(Recorded data)
------

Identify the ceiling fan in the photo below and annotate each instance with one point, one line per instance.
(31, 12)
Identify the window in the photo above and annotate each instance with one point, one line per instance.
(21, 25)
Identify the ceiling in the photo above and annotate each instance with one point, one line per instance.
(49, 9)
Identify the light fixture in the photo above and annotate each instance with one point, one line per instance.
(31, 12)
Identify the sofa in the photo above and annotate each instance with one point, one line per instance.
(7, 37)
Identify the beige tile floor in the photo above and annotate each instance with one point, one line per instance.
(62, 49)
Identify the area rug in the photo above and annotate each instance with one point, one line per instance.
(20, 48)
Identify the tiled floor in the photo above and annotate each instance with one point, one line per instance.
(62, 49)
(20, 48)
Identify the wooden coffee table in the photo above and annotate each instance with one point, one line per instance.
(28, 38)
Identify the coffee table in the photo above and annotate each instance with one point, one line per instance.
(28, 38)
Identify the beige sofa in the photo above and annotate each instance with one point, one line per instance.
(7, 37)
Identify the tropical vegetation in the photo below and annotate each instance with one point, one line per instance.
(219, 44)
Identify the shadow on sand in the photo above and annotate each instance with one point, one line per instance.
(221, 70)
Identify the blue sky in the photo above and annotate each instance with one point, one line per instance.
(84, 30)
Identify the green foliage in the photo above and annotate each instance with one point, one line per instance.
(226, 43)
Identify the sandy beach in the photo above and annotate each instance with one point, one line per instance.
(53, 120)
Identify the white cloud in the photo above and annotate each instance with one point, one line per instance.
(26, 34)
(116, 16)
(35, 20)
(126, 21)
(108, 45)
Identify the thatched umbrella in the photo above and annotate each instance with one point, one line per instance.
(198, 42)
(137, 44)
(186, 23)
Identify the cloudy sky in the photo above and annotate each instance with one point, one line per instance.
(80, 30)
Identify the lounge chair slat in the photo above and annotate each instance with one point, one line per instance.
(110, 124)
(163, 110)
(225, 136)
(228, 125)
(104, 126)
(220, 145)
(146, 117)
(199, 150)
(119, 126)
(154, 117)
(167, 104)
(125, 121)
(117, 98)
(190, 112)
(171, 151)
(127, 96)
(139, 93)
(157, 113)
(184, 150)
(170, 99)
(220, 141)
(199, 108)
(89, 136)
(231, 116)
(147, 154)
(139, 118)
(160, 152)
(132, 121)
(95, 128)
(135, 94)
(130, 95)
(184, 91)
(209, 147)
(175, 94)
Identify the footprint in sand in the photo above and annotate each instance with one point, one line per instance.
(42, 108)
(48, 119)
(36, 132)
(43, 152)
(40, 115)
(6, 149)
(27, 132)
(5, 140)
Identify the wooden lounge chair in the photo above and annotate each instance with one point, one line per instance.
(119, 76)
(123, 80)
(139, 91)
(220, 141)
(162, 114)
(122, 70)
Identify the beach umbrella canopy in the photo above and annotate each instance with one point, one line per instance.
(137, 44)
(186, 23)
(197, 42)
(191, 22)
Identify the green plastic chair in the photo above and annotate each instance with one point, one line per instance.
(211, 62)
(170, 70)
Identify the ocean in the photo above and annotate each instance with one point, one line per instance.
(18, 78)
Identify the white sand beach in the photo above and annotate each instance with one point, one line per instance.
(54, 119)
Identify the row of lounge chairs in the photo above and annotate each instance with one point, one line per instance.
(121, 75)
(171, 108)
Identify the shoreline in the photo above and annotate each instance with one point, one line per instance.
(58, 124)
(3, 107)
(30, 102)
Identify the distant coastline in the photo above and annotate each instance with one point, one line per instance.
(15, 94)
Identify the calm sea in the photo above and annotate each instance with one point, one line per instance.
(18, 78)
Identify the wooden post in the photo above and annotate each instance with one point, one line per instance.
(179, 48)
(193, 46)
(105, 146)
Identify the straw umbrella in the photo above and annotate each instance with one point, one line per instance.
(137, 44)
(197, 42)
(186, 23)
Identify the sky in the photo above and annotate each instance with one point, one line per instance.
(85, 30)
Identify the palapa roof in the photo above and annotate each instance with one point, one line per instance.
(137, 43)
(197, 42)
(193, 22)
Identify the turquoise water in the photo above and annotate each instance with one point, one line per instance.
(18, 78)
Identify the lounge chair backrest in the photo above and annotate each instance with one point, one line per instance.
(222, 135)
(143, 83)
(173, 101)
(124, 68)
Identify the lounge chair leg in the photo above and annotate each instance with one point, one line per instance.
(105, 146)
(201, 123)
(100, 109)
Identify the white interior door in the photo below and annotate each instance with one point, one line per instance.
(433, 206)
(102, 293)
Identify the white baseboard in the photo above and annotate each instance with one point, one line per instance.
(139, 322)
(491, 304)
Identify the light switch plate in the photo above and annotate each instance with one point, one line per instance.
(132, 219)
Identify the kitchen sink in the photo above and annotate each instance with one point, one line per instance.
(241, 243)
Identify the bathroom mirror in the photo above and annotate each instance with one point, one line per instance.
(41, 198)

------

Retype exactly, please, each line from the line that contains "Identify the wooden post" through the last line of the entries above, with nothing added.

*Response area:*
Identify the wooden post in the photo above and annotate each instance with one point, one line per instance.
(179, 48)
(193, 46)
(105, 146)
Identify the straw umbrella in the photo above and annotate each instance with one point, one line per instance.
(137, 44)
(197, 42)
(186, 23)
Identify the sky in the photo above and annotate each instance with one point, one line per instance.
(85, 30)
Identify the palapa roof in the photo above and annotate each instance with one point, one line per instance.
(137, 43)
(197, 42)
(193, 22)
Identify the turquoise water in the photo above and annotate each instance with one point, one line per instance.
(18, 78)
Identify the lounge chair backrest in the photo above and annotate each instance with one point, one line per instance.
(222, 135)
(143, 83)
(173, 101)
(124, 68)
Identify the lounge chair leg in the photo above and annotate each instance with one point, one line per instance.
(105, 146)
(201, 123)
(100, 109)
Identify the white interior door in the photo below and annotate each instance with one point, one line per instance.
(433, 206)
(102, 293)
Identify the white baseboard in the photo above and annotate each instance with one point, one line per instance.
(139, 322)
(491, 304)
Identify the light switch plate in the photo above and annotate each instance with one point, one line per instance.
(132, 219)
Identify the kitchen sink in the photo above and annotate each instance with one point, one line per instance.
(241, 243)
Identify the bathroom mirror in the photo above and annotate each instance with one point, one line per instance.
(41, 198)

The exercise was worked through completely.